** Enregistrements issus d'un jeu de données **

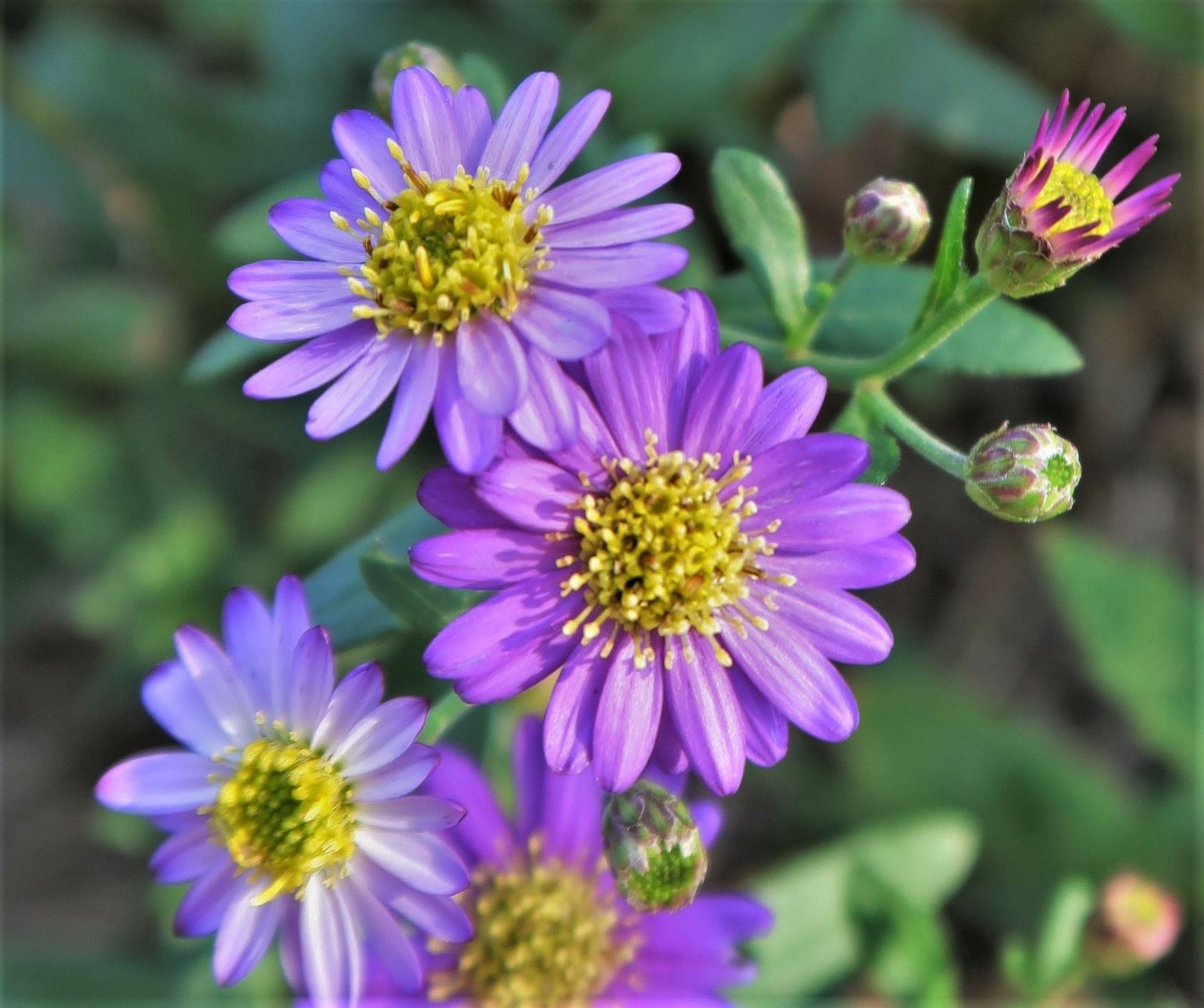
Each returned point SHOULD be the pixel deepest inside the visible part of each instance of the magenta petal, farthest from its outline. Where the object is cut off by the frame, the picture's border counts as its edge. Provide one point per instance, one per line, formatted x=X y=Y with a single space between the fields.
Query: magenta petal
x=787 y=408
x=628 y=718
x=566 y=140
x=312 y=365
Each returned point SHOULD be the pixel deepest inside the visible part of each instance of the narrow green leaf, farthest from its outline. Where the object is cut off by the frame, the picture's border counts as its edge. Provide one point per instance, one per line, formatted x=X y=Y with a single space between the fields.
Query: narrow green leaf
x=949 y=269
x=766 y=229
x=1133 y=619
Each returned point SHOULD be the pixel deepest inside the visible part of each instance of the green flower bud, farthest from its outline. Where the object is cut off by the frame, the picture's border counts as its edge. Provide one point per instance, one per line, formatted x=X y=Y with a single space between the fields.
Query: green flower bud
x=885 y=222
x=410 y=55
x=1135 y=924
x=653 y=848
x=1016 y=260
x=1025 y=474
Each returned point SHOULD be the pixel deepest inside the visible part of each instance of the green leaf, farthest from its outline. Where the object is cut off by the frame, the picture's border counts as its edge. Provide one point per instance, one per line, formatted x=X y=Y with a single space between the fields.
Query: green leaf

** Consigne **
Transposez en tableau Markdown les lignes allant de celle qui contient « the green leaf, farthest » jusqu'à la dernière ligne, toutes deux comprises. Utilisez une colonne « Rang » pour le numéro et une colonne « Texte » pour la ligne, et omettez les lignes vides.

** Résultat attendu **
| Rang | Texte |
|---|---|
| 1 | Each returned point SHOULD be the pixel deepest inside the visible part of each instance of the green leaf, farthest from its outline. Where the object is cut off by the frame, the picture's border counts as its edge. Provide one point per instance, one per line, formatted x=X y=Y with a single space between the fields. |
| 2 | Query: green leaf |